**VORLIEGENDER TEXT**.
· · · ·

Seit Donnerstag hat die deutsche Armee wieder einen echten Generalstab – er darf allerdings immer noch nicht so heißen. Verteidigungsminister Boris Pistorius (SPD) verkündete auf einer Pressekonferenz in Berlin, die »Bundeswehr der Zeitenwende« erhalte ein »Operatives Führungskommando der Bundeswehr« (OpFüKdoBw). In ihm werden die bisherigen beiden zentralen Einrichtungen für Kriegführung im Inland (Territoriales Führungskommando der Bundeswehr in Berlin-Wedding, im Dienst sei 1. Oktober 2022) und im Ausland (Einsatzführungskommando in Geltow bei Potsdam, im Dienst seit 1. Juli 2001) verschmolzen. Damit werde »die einheitliche Führung in allen Einsätzen der Bundeswehr garantiert«. Für nationale und internationale Partner gebe es damit »eine zentrale Ansprechstelle«.

1945 hatte die Potsdamer Konferenz der Antihitlerkoalition festgehalten, es seien »alle Land-, See- und Luftstreitkräfte Deutschlands, SS, SA, SD und Gestapo mit allen ihren Organisationen, Stäben und Ämtern, einschließlich des Generalstabes (…) völlig und endgültig aufgelöst, um damit für immer der Wiedergeburt oder Wiederaufrichtung des deutschen Militarismus und Nazismus vorzubeugen.« Knapp zehn Jahre später war der Generalstab mit Wehrmachtspersonal als »Führungsstab« in der BRD wieder da, allerdings unter Aufsicht der Westalliierten. In der NVA der DDR wurde ein »Hauptstab« eingerichtet, in der Sowjetunion existierte, in Russland und in zahlreichen anderen Staaten existieren Generalstäbe. Mit der Pistorius-Reform macht die Bundesrepublik einen weiteren Schritt hin zu militärischer Souveränität. Die neue Struktur soll ihm zufolge der »neuen alten Herausforderung« Landes- und Bündnisverteidigung gerecht werden: »Niemand soll auf die Idee kommen, NATO-Territorium anzugreifen.«

Die Reform umfasst zwei weitere Punkte: Die Bundeswehr besteht zukünftig aus vier Teilstreitkräften – Land, See, Luft/Weltraum ­sowie ­Cyber/Informationsraum (CIR). CIR soll laut Pistorius »hybride Bedrohungen« analysieren sowie »Aufklärung im Feld« und elektronische Kampfführung gewährleisten. In diesem Punkt hatten sich russische Streitkräfte im vergangenen Jahrzehnt mehrfach westlichen Einheiten überlegen gezeigt. Außerdem erhält die Bundeswehr ein »Unterstützungskommando«, das allen Teilstreitkräften zuarbeiten soll.

· · · ·

**SCHRIFTLICHE AUFGABE 1**.
Übertragen Sie folgenden Satz aus dem Text über die Bundeswehrreform ins Englische: „Außerdem erhält die Bundeswehr ein »Unterstützungskommando«, das allen Teilstreitkräften zuarbeiten soll.“
**SCHRIFTLICHE AUFGABE 2**.
Knüpfen Sie an den Text über die Bundeswehrreform an und führen Sie ihn im Anschluss an seinen letzten Satz weiter.

· · · ·

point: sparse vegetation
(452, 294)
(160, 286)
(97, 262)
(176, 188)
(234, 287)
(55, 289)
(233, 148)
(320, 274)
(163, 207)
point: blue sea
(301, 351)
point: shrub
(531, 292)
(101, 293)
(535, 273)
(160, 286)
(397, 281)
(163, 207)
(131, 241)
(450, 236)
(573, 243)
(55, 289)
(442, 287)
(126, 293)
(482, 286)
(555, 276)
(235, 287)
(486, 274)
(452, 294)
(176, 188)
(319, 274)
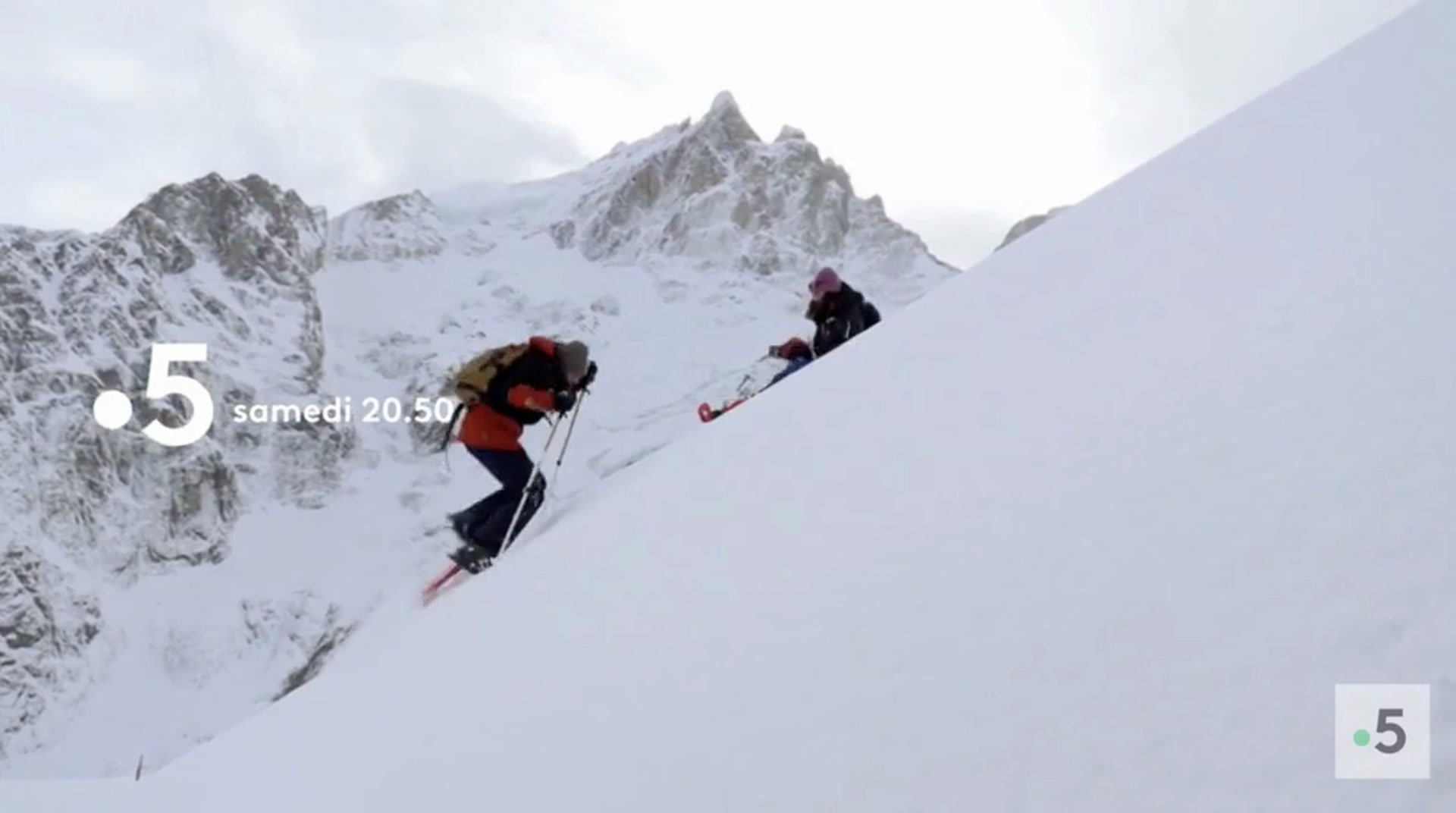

· · · ·

**SCHRIFTLICHE ANTWORT 1**.
In addition, the Bundeswehr is receiving a "Support Command" that is to assist all branches of the armed forces.

**SCHRIFTLICHE ANTWORT 2**.
Die »richtungsweisende Reform«, so Pistorius, sei »nicht angelegt darauf, in großem Stil Dienstposten einzusparen und zu verlagern, sondern die Strukturen zu verbessern.« Es bleibe zunächst beim Ziel von 203.000 Soldatinnen und Soldaten. Der Minister hob hervor: »Wir haben mitgedacht, dass es zu einer Wiedereinführung der Wehrpflicht kommt.« Er rechne damit, dass noch im April eine Übersicht über mögliche Modelle vorgelegt werde. Dann begännen die politischen Verhandlungen. Pistorius hatte eine Debatte über die Wiedereinführung der Wehrpflicht angestoßen. Kanzler Olaf Scholz (SPD) hatte sich skeptisch, ­Finanzminister Christian Lindner (FDP) ablehnend geäußert. Auf Nachfragen erklärte Pistorius am Donnerstag: Die Wehrverwaltungen seien so aufzustellen, »dass die Wehrpflicht im Kriegsfall sofort umgesetzt« werden kann. Er sei zudem »sehr zufrieden« mit der Geschwindigkeit, mit der jetzt Militärmaterial beschafft werde. In diesem Jahr würden wahrscheinlich mehr als 100 Beschaffungsvorlagen in den Bundestag eingebracht (2023 eine). Für den Militärhaushalt 2025 verlangte ­Pistorius 6,5 Milliarden Euro mehr.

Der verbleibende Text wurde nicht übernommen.